Three Main Categories Of Systematic Transfer Plans

Greetings,

In our previous post, we covered Life and Health Insurance, In this post we’re going to look at Systematic Transfer Plans and the many associated benefits.

Since the tag line that goes with all mutual funds is that they are subject to market risk, financial experts recommend Systematic Transfer Plans (STP) to spread investments out over a longer period of time in order to mitigate risk as much as possible. As opposed to investing a lump sum amount in one go, you invest a fixed amount periodically in order to reduce the propensity to market fluctuations.

Now in case you’re thinking that this sounds like Systematic Investment Plans, STPs are actually different. How they work is that your entire investment is first parked in a liquid or liquid plus funds where it generate steady returns at prevailing interest rates, while a fixed amount is earmarked for periodic investment in prospective schemes under the same fund house. There are three main categories of STPs:

Fixed STPs

In the case of a fixed systematic transfer plan, the total amount to be transferred from one mutual fund to another remains constant and you can choose between annual and periodic investments. Annual investments can be 1 year, 2-year, and 3-year investments, while periodic investments are weekly, fortnightly, and monthly. While daily investment is also available when the market is open from Monday to Friday, this isn’t advisable.

A good example of a fixed STP is if you had 5 crore rupees to invest & invested in 5 different STPs at 1 crore each and set them all to fortnightly investment (15 days ). What you would effectively have is ( 5*48) investments, or 196 investments, spread across 2 years. This effectively does two things, gives you the benefit of rupee cost averaging so instead of buying at one particular NAV, you buy at an average, hence reducing the associated market risk. Secondly, your corpus that’s parked in a liquid or liquid plus funds are still earning interest and compounding.

**Material provided:**

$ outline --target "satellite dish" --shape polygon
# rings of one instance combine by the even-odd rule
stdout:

**Requests:**
1. Answer these questions from the post on systematic transfer plans:
(a) What did the previous post cover?
(b) Where is the entire investment first parked in an STP?
(c) Which periodic investment intervals are listed for fixed STPs?
2. Write the next part of the post on systematic transfer plans, continuing after its final sentence.
The data has no connection to the post on systematic transfer plans.

**Responses to the exercise:**
1.
(a) Life and Health Insurance.
(b) In a liquid or liquid plus fund.
(c) Weekly, fortnightly, and monthly.

2.
Flexible STPs

With flexible STPs, the amount and periodicity aren’t fixed and are decided upon as and when the need arises. These funds are typically actively managed and investments are made based on current market volatility as well as a number of calculated predictions.

Capital STPs

Here only the profit or capital gain on a particular fund is then transferred to another fund that shows more promise or potential for growth. An important point to note, with regard to all three types of STPs that we’ve covered is that funds can only be transferred from a mutual fund scheme to another scheme of the same mutual fund house and not across different fund houses.

The power of averages

With regard to market risk in particular, in an ideal world, we would buy when the market is low and sell when the market is high. If anyone could correctly predict that, however, there wouldn’t be any need for financial experts or even mutual funds for that matter. While the reality is that the market is and always will be unpredictable, risk can be mitigated by investing wisely while also maintaining caution and discipline. Please feel free to contact us to know more about STPs and which one would best suit your investment profile.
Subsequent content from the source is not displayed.